▶ What you need to do:
1 > Print the stretch of the goldsmiths transcript from "Path as an Independent" through "a beautiful material.".
2 > Pull out every line of the listing that contains the word "black".

[start of Selection]

Path as an Independent Researcher

00:40:31
Speaker
Okay, so it really was a precious metal. Yeah, and I think also they are, because gold is about the one material that doesn't tarnish, it's very ductile, it does all kinds of weird things, it's like butter when you work it, it's a beautiful material.
00:40:46
Speaker
And I think these guys would have been seen as separate or something special or, and also who are they working for? Are you having people coming to them or are they traveling? Is the gold moving? Are the craftspeople moving? Again, all answers we, I think craftspeople are moving because I think then that fits in with the thing of them seeing lots of other people's work. Yeah.
00:41:10
Speaker
And that could well explain why in Europe we have kind of similar but different things going on. Yeah, because there's sort of a limit to how far you will travel maybe, but you travel enough to meet someone else who's traveled far. And also when you read, I mean, if you look at the account of Pythias or you look at what the Romans were up to once they come to the UK in 55 BC, they are constantly talking about travel.
00:41:34
Speaker
You know, they are travelling backwards and forwards from Rome the whole time. I mean, Pythias is off all over the place. And I don't see there's any problem with Goldsmiths doing that as well. Yeah. It would explain a lot of the things that are happening where you've got these kind of ideas being picked up in different places. You mentioned earlier about, you know, that it's not necessarily men doing it. And you talked about the depiction of a woman working around and her children there. So this is, I guess, also something we don't know is
00:42:03
Speaker
No, I mean, we work with female goldsmiths as well who are as capable of making these. And my feeling is you've got, I mean, the apprenticeship systems in this country starts at about 1300, I think. But there's always been
00:42:19
Speaker
ways of passing on craft. And that has to be shown. You know, you can't kind of draw it or watch a video or whatever, like we can do now. You've got to actually sit with somebody who is making something who says, right, this is what you do. No, don't do it like that. And if we're thinking about that, traditionally,
00:42:40
Speaker
Apprentices have gone from father to son or down the male line. But like I say, the only records we've got are from about 1300 onwards. I think we're 1100 onwards. But we do have female goldsmiths recorded in London in the early medieval period.

[end of Selection]
[start of Data for processing]

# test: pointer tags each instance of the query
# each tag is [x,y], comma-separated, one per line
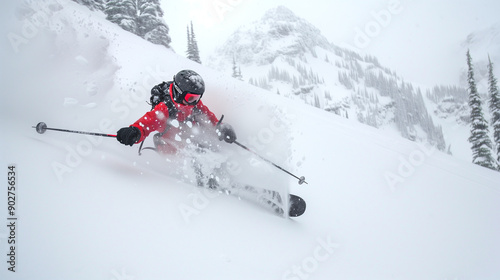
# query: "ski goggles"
[188,98]
[192,98]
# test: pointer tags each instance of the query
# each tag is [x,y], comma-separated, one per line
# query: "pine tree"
[494,105]
[481,143]
[236,71]
[151,25]
[141,17]
[192,51]
[92,4]
[122,12]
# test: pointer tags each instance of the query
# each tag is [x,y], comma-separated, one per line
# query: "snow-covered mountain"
[379,207]
[287,55]
[483,44]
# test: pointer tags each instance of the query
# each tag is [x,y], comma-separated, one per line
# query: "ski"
[272,200]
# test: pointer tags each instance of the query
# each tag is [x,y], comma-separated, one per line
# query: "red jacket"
[158,120]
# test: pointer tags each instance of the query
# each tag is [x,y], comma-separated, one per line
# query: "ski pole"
[41,127]
[301,179]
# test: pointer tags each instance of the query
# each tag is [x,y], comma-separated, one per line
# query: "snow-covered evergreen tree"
[236,71]
[94,5]
[123,13]
[141,17]
[192,52]
[494,104]
[480,140]
[151,25]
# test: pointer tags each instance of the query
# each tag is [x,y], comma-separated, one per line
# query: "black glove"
[128,135]
[226,133]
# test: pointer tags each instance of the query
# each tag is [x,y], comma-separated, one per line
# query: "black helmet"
[188,87]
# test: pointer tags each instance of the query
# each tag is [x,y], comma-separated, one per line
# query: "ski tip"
[297,206]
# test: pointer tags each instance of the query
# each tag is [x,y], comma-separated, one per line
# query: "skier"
[178,115]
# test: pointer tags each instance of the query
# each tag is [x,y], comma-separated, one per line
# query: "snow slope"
[379,207]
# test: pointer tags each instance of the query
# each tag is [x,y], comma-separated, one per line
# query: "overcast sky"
[408,36]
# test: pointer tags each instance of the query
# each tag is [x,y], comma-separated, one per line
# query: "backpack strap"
[161,93]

[end of Data for processing]

▶ Task-by-task results:
1 >
Path as an Independent Researcher

00:40:31
Speaker
Okay, so it really was a precious metal. Yeah, and I think also they are, because gold is about the one material that doesn't tarnish, it's very ductile, it does all kinds of weird things, it's like butter when you work it, it's a beautiful material.

2 >
# query: "black glove"
# query: "black helmet"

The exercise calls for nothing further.